* [Required task] Repeat the text about Illyrian culture below in full, word for word.

* [Text extract]
========
Illyrian culture is believed to have evolved …

Years: 2061BCE - 1918BCE

Illyrian culture is believed to have evolved from the Stone Age and to have manifested itself in the territory of Albania in the middle of the Bronze Age.

The Illyrians are not a uniform body of people but a conglomeration of many tribes that inhabit the western part of the Balkans, from what is now Slovenia in the northwest to (and including) the region of Epirus, which extends about halfway down the mainland of modern Greece.

The name of Illyrians as applied by the ancient Greeks to their northern neighbors may have referred to a broad, ill-defined group of peoples, and it is today unclear to what extent they were linguistically and culturally homogeneous.

The Illyrian tribes never collectively regard themselves as 'Illyrians'; the term Illyrioi may originally have designated only a single people who came to be widely known to the Greeks due to proximity.
========
* [Entries]

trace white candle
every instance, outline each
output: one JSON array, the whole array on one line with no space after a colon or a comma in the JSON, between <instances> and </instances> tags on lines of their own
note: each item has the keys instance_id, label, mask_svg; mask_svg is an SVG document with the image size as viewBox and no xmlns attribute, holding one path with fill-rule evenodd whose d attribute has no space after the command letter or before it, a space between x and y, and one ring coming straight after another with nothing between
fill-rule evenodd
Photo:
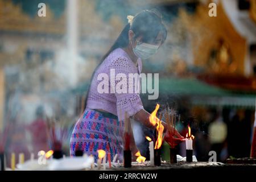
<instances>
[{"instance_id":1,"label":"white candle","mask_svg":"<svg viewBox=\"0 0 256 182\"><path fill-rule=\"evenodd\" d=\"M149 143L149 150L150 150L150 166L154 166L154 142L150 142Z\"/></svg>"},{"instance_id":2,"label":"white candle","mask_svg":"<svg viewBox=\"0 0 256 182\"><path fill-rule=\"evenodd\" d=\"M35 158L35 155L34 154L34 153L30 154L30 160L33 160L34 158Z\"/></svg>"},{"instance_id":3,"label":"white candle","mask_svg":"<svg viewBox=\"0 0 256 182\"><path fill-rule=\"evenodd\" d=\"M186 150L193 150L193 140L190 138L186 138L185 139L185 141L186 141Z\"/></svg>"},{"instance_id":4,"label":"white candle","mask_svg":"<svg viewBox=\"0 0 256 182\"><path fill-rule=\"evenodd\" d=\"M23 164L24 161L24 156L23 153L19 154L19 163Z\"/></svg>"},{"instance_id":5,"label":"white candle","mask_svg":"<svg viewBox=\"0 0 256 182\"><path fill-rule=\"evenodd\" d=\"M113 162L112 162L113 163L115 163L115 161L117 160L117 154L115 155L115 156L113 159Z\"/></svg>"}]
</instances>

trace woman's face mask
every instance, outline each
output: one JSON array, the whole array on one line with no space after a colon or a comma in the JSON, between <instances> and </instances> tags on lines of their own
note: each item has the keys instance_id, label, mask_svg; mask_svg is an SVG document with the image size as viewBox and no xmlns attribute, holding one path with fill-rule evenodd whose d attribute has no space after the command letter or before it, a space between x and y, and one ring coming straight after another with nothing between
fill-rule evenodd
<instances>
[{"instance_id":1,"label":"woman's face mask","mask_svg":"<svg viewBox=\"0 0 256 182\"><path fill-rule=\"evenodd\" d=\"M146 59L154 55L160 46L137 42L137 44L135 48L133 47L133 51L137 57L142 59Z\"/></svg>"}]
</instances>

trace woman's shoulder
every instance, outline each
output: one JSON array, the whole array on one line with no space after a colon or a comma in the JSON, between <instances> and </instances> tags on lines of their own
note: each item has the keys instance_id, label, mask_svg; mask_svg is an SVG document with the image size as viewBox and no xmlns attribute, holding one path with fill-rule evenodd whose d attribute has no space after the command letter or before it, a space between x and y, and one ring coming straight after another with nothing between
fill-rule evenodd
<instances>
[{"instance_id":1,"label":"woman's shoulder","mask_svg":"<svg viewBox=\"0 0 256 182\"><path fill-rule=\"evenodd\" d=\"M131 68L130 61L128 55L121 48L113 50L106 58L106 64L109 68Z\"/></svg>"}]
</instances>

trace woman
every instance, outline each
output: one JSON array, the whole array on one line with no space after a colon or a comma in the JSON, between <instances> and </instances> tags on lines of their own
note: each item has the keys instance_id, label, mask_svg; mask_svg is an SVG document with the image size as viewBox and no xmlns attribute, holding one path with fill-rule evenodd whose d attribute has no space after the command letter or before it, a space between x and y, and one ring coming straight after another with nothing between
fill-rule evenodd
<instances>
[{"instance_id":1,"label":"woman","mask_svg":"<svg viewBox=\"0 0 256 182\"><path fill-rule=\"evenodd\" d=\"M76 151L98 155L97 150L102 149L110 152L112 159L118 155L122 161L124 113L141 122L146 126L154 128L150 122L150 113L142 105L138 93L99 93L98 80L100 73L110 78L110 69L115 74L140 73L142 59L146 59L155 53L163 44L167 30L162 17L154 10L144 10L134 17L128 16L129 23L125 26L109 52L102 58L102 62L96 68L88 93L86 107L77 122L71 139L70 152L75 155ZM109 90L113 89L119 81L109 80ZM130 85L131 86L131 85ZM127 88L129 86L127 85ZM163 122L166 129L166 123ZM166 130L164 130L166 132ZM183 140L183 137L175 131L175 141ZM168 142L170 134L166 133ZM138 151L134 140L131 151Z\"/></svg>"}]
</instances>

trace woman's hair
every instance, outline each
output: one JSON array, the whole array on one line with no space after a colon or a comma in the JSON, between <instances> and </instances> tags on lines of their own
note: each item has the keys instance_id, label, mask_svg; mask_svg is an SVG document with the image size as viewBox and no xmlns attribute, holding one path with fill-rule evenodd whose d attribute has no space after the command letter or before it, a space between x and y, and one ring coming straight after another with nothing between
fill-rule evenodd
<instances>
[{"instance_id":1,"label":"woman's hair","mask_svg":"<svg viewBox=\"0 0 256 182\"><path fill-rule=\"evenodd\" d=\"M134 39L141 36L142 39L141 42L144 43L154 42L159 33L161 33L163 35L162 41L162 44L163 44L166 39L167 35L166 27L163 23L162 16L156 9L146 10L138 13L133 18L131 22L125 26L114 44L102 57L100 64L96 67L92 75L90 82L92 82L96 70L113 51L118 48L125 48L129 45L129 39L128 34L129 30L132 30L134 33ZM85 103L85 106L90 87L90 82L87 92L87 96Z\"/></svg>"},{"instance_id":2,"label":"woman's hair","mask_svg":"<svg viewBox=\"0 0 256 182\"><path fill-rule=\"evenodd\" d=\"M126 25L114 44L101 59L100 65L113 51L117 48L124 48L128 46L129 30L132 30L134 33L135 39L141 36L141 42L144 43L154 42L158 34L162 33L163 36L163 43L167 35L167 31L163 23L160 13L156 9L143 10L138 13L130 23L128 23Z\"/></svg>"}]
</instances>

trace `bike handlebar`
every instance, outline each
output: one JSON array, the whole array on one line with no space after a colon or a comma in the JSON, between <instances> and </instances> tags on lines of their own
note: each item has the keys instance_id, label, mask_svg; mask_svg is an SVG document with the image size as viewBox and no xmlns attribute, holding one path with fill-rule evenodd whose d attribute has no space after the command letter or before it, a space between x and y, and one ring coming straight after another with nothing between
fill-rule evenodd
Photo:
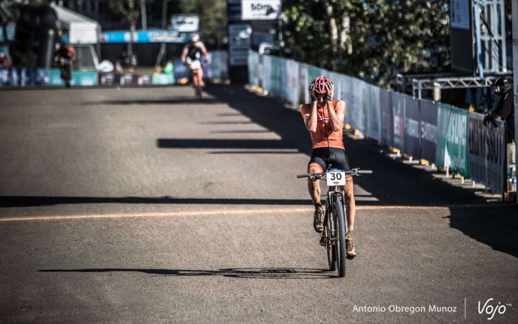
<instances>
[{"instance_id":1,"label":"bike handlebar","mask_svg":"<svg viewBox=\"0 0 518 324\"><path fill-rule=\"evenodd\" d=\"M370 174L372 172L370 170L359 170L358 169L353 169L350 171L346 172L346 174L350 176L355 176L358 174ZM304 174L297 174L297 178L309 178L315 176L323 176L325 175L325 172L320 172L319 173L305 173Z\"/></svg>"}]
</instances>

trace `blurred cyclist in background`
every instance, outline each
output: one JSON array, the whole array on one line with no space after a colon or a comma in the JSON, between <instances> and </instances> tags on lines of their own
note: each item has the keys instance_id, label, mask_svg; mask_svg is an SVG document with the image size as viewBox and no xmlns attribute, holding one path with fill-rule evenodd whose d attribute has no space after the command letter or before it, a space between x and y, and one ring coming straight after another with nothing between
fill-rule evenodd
========
* [Worked solution]
Illyrian culture is believed to have evolved …

Years: 2061BCE - 1918BCE

Illyrian culture is believed to have evolved from the Stone Age and to have manifested itself in the territory of Albania in the middle of the Bronze Age.

The Illyrians are not a uniform body of people but a conglomeration of many tribes that inhabit the western part of the Balkans, from what is now Slovenia in the northwest to (and including) the region of Epirus, which extends about halfway down the mainland of modern Greece.

The name of Illyrians as applied by the ancient Greeks to their northern neighbors may have referred to a broad, ill-defined group of peoples, and it is today unclear to what extent they were linguistically and culturally homogeneous.

The Illyrian tribes never collectively regard themselves as 'Illyrians'; the term Illyrioi may originally have designated only a single people who came to be widely known to the Greeks due to proximity.